*Saved data entries*
-=-=-=-=-

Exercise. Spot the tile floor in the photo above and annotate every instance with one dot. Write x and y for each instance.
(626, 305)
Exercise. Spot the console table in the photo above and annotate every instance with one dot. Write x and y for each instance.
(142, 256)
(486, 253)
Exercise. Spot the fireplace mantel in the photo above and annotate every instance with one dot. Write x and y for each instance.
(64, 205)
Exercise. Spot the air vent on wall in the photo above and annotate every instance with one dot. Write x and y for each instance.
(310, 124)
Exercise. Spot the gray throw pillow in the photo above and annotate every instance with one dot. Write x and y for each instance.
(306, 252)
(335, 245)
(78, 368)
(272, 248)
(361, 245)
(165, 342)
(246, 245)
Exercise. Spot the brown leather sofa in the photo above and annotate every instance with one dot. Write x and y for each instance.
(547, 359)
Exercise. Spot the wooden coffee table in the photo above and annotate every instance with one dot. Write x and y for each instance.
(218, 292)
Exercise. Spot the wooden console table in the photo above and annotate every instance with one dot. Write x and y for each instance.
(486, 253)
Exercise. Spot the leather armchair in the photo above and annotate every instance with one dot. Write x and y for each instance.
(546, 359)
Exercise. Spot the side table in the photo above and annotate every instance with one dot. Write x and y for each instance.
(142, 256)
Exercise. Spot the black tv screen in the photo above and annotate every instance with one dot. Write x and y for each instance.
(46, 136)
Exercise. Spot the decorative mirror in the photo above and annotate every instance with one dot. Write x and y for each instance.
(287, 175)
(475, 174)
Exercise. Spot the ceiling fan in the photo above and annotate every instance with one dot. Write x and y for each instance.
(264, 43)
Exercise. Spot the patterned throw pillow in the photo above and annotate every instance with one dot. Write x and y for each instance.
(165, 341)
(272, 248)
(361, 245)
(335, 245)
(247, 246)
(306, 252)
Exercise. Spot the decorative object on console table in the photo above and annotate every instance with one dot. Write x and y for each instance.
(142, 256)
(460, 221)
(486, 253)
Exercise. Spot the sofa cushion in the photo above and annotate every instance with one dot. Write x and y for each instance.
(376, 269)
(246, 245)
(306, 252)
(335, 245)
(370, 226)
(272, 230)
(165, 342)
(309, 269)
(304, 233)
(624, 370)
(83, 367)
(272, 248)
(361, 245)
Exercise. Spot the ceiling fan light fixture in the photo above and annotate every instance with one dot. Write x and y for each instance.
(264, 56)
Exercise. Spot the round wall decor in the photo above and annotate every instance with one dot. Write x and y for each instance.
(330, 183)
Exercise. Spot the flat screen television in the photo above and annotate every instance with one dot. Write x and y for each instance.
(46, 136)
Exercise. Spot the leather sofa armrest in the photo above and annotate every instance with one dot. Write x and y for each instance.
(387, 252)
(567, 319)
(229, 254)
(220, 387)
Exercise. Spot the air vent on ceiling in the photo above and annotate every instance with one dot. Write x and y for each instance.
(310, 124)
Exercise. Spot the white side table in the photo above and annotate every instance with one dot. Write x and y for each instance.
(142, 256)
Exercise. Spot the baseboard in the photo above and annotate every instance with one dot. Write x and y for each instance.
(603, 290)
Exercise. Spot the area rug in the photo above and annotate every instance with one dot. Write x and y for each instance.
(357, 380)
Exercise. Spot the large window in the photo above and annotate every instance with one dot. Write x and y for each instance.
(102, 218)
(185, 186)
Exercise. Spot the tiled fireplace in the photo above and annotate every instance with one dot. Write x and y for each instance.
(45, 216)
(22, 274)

-=-=-=-=-

*Your instructions*
Rewrite every item above, swapping "annotate" for "mark" and leaving everything else as it is.

*Result of the exercise*
Exercise. Spot the tile floor in the photo above and mark every instance with one dot. Write x and y for each instance.
(626, 305)
Exercise. Spot the console table in the photo above and mark every instance with one dot. Write x and y for each instance.
(142, 256)
(486, 253)
Exercise. Spot the fireplace mantel in the photo above and mark every instance with one dot. Write x and y for each instance.
(64, 205)
Exercise. Spot the air vent on wall in the photo above and mark every instance with one dot. Write x and y for each instance.
(310, 124)
Exercise. Spot the gray throw pillow in the photo above and mark every instance with one dot. Write x and y for each instance.
(306, 252)
(335, 245)
(78, 368)
(272, 248)
(361, 245)
(165, 342)
(246, 245)
Exercise. Spot the brown leather sofa in the photo above and mark every instance with one dot. Write x and y for each instance.
(547, 359)
Exercise. Spot the wooden coffee table in the photo above and mark every instance with one dot. Write x and y for each instance.
(218, 292)
Exercise. Spot the wooden console table in the photo above and mark every instance with one dot. Write x and y for each instance.
(486, 253)
Exercise. Spot the leather armchair in the photo above and mark every instance with one dot. Write x and y for each instance.
(546, 359)
Exercise. Spot the side table in the photo above and mark every instance with one dot. Write x and y for each instance.
(142, 256)
Exercise. Spot the black tv screen in the photo above and mark every instance with one dot. Write x and y for each instance.
(46, 136)
Exercise. Spot the decorative mirror in the photo above and mark every instance with one dot. Write x and y for each instance.
(287, 175)
(475, 174)
Exercise. Spot the ceiling fan in the photo above and mark every instance with one dot. Write x and y for each instance.
(264, 43)
Exercise. Spot the patterned throw pillow in the photo above and mark every instance with one dot. Write x and y for each instance.
(165, 341)
(272, 248)
(361, 245)
(335, 245)
(247, 246)
(306, 252)
Exercise. Spot the decorative object on console table in the photo above and mark every instance with one dot. Write x and y for each instance.
(142, 256)
(460, 221)
(486, 253)
Exercise. Spot the sofa cushion in the photo above and mark every instance with one dot. Write x and y for each instance.
(376, 269)
(246, 245)
(306, 252)
(335, 245)
(370, 226)
(272, 230)
(165, 342)
(309, 269)
(304, 233)
(624, 370)
(83, 367)
(272, 248)
(361, 245)
Exercise. Spot the ceiling fan light fixture in the photo above and mark every instance with one dot. Write x and y for each instance.
(264, 56)
Exercise. Spot the round wall decor in the photo above and mark every instance with one dot. Write x and y for each instance.
(330, 183)
Exercise. Spot the flat screen television in the photo above and mark every instance with one dot. Write x and y for each instance.
(46, 136)
Exercise. Spot the leather sofa armrest in the photo above and mark every instance with one dot. Write x and y for each instance.
(387, 252)
(567, 319)
(229, 254)
(220, 387)
Exercise. Spot the air vent on ceiling in the photo above and mark every instance with one dot. Write x and y for each instance.
(310, 124)
Exercise. Spot the white side table in the photo above and mark every instance with one dot. Write x and y for each instance.
(142, 256)
Exercise. Spot the baseboard in the photo above and mark every instance with one dot. Write x and y for each instance.
(603, 290)
Exercise. Spot the area rug in the photo above and mark every instance with one dot. Write x and y for each instance.
(357, 380)
Exercise. Spot the large window in the photo above and mark every instance with one dot. Write x and y for each instance.
(102, 218)
(185, 186)
Exercise. Spot the tiled fireplace in the photo above and mark every instance with one dot. Write x and y for each instance.
(45, 216)
(22, 274)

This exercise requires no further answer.